- RECORDS SHOWN:
◆ ◆ ◆ ◆ ◆
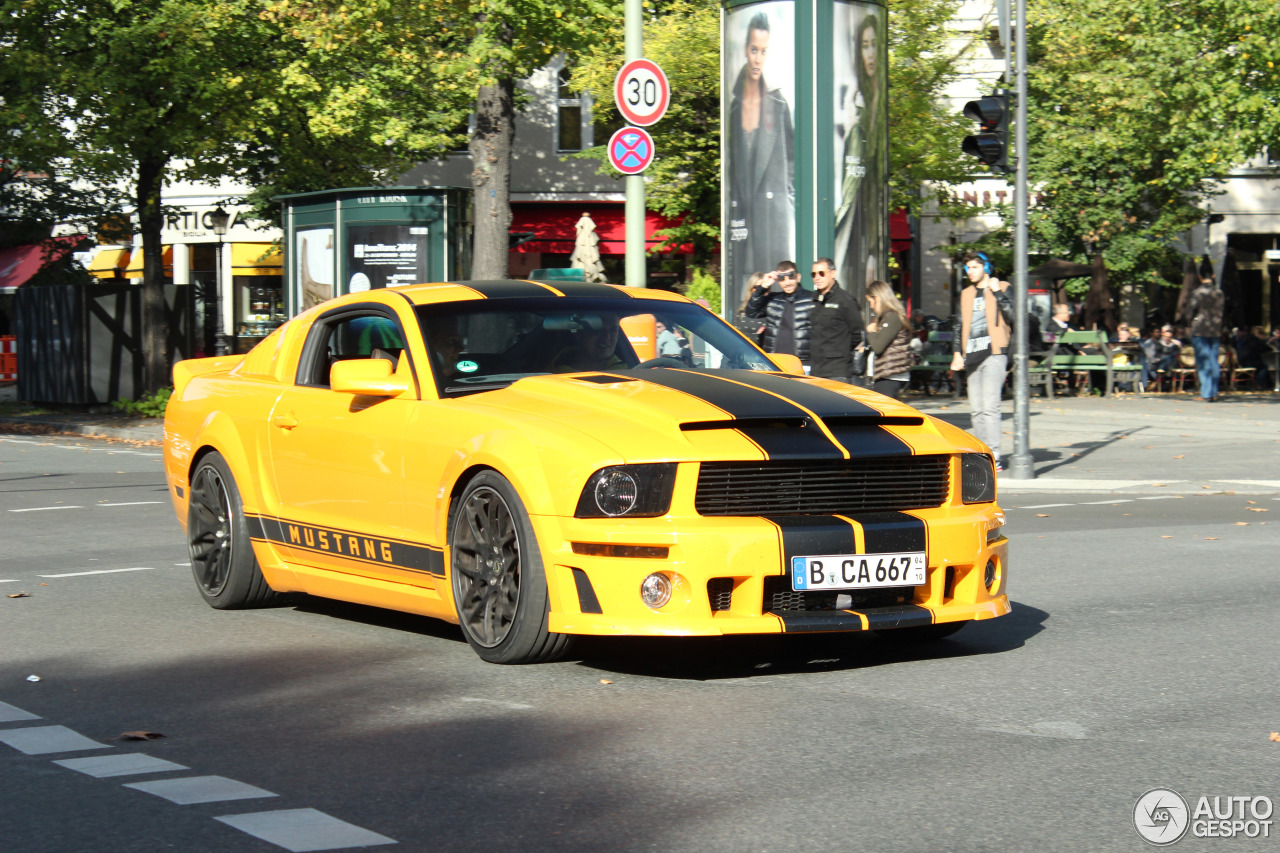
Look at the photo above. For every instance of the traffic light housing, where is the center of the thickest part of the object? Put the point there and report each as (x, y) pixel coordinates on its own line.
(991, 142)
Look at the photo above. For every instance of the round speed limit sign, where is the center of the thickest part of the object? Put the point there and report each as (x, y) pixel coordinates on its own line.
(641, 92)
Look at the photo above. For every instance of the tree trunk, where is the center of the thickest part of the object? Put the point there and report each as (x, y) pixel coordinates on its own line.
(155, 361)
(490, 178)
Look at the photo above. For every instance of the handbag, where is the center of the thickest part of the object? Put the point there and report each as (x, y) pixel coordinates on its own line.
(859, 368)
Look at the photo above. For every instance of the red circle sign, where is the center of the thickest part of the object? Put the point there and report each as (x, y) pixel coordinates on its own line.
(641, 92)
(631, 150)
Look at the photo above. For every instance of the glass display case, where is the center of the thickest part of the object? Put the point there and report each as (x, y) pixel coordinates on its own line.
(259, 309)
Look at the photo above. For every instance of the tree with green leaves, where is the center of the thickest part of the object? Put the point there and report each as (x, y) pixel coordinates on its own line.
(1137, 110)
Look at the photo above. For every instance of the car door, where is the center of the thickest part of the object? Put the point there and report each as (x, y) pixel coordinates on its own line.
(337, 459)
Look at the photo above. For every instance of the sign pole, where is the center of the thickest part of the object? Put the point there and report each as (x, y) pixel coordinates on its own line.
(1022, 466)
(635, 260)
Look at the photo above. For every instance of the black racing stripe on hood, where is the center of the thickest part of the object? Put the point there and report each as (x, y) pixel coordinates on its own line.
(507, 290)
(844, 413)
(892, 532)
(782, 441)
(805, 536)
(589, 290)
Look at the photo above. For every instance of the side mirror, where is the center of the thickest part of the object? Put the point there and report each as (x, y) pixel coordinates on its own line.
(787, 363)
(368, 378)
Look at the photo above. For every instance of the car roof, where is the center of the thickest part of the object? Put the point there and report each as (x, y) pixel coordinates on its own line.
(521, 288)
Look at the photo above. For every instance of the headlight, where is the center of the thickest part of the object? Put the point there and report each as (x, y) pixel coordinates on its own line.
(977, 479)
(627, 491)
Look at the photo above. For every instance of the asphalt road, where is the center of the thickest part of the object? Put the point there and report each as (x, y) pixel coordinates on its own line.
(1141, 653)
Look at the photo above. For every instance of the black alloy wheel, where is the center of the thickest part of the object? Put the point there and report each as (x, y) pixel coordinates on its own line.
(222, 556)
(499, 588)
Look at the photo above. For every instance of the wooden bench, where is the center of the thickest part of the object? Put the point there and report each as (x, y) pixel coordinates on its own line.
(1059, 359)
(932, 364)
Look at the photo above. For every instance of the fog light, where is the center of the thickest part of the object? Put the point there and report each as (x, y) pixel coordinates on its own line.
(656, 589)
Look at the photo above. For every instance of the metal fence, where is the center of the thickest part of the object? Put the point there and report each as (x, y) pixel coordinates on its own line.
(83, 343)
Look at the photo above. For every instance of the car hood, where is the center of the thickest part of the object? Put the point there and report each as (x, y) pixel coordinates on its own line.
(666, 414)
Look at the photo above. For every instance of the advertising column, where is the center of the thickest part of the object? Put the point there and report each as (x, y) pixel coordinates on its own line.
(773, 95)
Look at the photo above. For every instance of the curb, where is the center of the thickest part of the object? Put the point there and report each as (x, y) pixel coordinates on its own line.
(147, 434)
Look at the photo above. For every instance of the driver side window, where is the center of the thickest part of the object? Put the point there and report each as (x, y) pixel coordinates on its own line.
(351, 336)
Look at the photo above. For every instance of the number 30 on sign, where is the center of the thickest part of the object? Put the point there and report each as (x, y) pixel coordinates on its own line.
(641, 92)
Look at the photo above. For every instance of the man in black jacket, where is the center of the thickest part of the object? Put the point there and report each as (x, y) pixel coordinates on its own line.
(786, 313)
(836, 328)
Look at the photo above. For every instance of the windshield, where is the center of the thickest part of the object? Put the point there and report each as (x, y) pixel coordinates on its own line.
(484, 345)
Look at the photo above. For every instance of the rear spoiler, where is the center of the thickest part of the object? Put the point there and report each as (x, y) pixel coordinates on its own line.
◆ ◆ ◆ ◆ ◆
- WORK TO COMPLETE: Rescale the final lines, starting with the line that contains "the windshield, where" and going on through the end of the rows. Copy only those lines, requests included, and multiply each pixel coordinate in the answers by 0.35, rounding to whole numbers with halves rounded up.

- SOLUTION TO THE PROBLEM:
Look at the photo above. For every instance of the windshield, where is the center of the thickest part of the object? Put the point there and report each as (x, y) pixel coordinates on its own line.
(169, 121)
Look at the photo above. For every instance of the rear spoiler, where is the center of the thickest part of the object? Put the point there and report each as (x, y) pixel coordinates on its own line.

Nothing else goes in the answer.